### THE TASK
Reproduce each record below exactly as written.

### DATA LISTING
-- Begin --

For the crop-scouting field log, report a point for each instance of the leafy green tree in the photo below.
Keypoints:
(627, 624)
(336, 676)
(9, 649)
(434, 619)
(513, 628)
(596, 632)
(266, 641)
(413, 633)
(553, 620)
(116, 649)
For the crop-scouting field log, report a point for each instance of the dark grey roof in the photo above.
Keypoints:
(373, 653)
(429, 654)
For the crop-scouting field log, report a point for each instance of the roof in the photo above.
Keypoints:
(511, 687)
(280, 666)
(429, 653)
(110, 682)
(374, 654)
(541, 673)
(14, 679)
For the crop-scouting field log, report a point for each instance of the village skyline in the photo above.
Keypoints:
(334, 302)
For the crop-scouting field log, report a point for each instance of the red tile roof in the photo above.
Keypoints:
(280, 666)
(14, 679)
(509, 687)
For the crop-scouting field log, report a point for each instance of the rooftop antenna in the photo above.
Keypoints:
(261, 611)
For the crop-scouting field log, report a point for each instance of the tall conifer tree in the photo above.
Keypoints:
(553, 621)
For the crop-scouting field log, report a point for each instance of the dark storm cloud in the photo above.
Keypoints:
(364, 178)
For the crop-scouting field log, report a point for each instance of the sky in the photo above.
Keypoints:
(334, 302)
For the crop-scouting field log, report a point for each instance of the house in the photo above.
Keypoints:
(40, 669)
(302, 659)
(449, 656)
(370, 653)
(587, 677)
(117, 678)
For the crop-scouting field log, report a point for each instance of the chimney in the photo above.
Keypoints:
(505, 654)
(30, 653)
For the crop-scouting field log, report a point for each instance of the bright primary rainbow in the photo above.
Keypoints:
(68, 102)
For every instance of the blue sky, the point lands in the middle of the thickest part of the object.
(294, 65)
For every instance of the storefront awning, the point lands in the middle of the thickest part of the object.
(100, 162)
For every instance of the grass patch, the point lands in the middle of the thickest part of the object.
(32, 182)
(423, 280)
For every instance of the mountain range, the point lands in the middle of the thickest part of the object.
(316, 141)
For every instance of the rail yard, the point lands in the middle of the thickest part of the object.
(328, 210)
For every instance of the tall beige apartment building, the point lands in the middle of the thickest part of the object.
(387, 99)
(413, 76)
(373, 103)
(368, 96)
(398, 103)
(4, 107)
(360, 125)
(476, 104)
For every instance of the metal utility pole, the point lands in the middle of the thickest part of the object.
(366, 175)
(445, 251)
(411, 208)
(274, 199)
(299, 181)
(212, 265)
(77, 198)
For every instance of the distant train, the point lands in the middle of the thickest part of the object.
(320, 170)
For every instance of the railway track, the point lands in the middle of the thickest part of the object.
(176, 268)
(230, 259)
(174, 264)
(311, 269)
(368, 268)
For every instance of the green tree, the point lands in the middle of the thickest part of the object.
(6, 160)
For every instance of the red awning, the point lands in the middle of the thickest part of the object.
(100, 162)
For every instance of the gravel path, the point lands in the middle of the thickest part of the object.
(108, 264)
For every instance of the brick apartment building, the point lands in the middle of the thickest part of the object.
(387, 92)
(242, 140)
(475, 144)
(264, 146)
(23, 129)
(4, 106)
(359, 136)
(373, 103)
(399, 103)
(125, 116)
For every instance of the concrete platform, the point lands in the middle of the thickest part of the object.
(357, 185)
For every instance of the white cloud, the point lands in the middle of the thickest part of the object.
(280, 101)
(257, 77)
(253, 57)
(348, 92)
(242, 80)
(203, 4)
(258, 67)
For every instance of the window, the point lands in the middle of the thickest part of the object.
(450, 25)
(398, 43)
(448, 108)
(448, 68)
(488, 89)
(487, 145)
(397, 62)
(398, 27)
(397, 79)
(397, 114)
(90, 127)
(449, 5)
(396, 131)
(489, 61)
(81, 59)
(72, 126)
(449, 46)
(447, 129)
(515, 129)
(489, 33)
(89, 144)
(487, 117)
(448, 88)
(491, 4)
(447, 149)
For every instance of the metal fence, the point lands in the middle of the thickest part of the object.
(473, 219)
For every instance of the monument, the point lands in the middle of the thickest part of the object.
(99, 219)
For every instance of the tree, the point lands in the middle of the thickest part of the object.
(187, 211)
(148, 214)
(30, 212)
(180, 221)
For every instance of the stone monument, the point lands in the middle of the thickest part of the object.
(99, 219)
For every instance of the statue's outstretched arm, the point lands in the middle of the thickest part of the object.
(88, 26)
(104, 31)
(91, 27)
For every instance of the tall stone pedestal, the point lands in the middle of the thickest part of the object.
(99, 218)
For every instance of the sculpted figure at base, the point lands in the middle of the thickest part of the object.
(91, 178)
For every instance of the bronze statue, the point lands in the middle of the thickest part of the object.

-- End --

### ANSWER TO THIS TASK
For the crop-scouting field log, report a point for each instance of the leafy green tree in the photo below.
Keypoints:
(627, 624)
(336, 676)
(9, 649)
(434, 619)
(513, 628)
(596, 632)
(266, 641)
(413, 633)
(553, 620)
(116, 649)
For the crop-scouting field log, report a point for each instance of the dark grey roof in the photo above.
Keypoints:
(373, 653)
(429, 654)
For the crop-scouting field log, report a point for each instance of the roof in the photo above.
Keypoints:
(511, 687)
(280, 666)
(429, 653)
(110, 682)
(374, 654)
(541, 673)
(14, 679)
For the crop-scouting field log, report a point for each instance of the village skyline in the photo above.
Keypoints:
(334, 302)
For the crop-scouting field log, report a point for each instance of the red tile roof in the photo above.
Keypoints:
(280, 666)
(14, 679)
(509, 687)
For the crop-scouting field log, report a point for each instance of the rooftop antenna in the photo above.
Keypoints:
(261, 611)
For the crop-scouting field log, report a point for each instance of the tall conifer tree in the photo above.
Keypoints:
(553, 621)
For the crop-scouting field log, report a point for each instance of the dark storm cloud in the photo above.
Keypoints:
(364, 178)
For the crop-scouting field log, report a point for each instance of the sky in the photo above.
Keypoints:
(334, 302)
For the crop-scouting field log, report a point for each instance of the house in the photo above.
Keypoints:
(40, 669)
(302, 659)
(449, 656)
(370, 653)
(587, 677)
(117, 678)
For the crop-scouting field log, report a point for each instance of the chimney in the photo above.
Keypoints:
(505, 654)
(30, 653)
For the crop-scouting field log, report a point for each instance of the bright primary rainbow in the photo above.
Keypoints:
(68, 102)
For every instance of the blue sky, the point lands in the middle of the thickest part of the object.
(294, 65)
For every instance of the storefront awning, the point lands in the middle of the thickest part of the object.
(100, 162)
For every instance of the grass patch, the point lands in the middle of the thickest part of the object.
(32, 182)
(423, 280)
For every instance of the mountain range, the point lands in the middle of the thickest part of the object.
(316, 141)
For every instance of the rail yard, the point lands in the middle of the thickest part of the object.
(328, 210)
For every instance of the tall beige apartment building, the point lands in the middle of the thickest part of the object.
(387, 99)
(413, 76)
(373, 103)
(368, 96)
(398, 103)
(4, 107)
(360, 125)
(476, 104)
For every instance of the metal utility pole, the point lands in the middle of the thickest part of the object.
(366, 175)
(445, 251)
(411, 208)
(274, 199)
(299, 181)
(212, 265)
(77, 198)
For every instance of the distant train, the point lands in the middle of the thickest part of the object.
(320, 170)
For every instance of the railway track, the point lands in the middle of the thickest part of the object.
(176, 268)
(230, 259)
(174, 264)
(311, 269)
(368, 268)
For every instance of the green tree, the point lands in the middle of the thickest part of the object.
(6, 160)
For every instance of the red awning, the point lands in the middle of the thickest part of the object.
(100, 162)
For every instance of the gravel path, the point lands in the middle of the thickest part of the object.
(108, 264)
For every instance of the brick apartment building, the point lands in the middle of the thickest part of the object.
(387, 92)
(242, 140)
(475, 144)
(264, 146)
(23, 129)
(4, 106)
(359, 136)
(373, 103)
(399, 103)
(125, 116)
For every instance of the concrete platform, the point lands in the middle of the thickest part of the object.
(357, 185)
For every instance of the white cloud, the point lands in the middle of the thickest part of the object.
(280, 101)
(257, 77)
(253, 57)
(348, 92)
(242, 80)
(203, 4)
(258, 67)
For every instance of the window, the point lands in the middle of the thickest part of the object.
(450, 25)
(398, 43)
(448, 108)
(448, 68)
(488, 89)
(487, 145)
(397, 62)
(398, 27)
(397, 79)
(397, 114)
(90, 127)
(449, 5)
(396, 131)
(489, 61)
(81, 59)
(72, 126)
(449, 46)
(447, 129)
(515, 129)
(489, 33)
(89, 144)
(487, 117)
(448, 88)
(491, 4)
(447, 149)
For every instance of the metal fence, the point lands in the middle of the thickest part of the object.
(473, 219)
For every instance of the monument, the point lands in the middle of the thickest part of the object.
(99, 219)
For every instance of the tree, the point lands in the middle of the thickest part of the object.
(187, 211)
(148, 214)
(30, 212)
(180, 221)
For every instance of the stone monument, the point lands in the middle of the thickest part of the object.
(99, 219)
For every instance of the statue's outstretched arm, the point lands in the middle of the thickest part of the object.
(88, 26)
(104, 31)
(91, 27)
For every instance of the tall stone pedestal, the point lands in the middle of the thickest part of the object.
(99, 218)
For every instance of the sculpted figure at base, the point lands in the middle of the thickest part of the object.
(91, 178)
For every instance of the bronze statue, the point lands in the middle of the thickest part of the object.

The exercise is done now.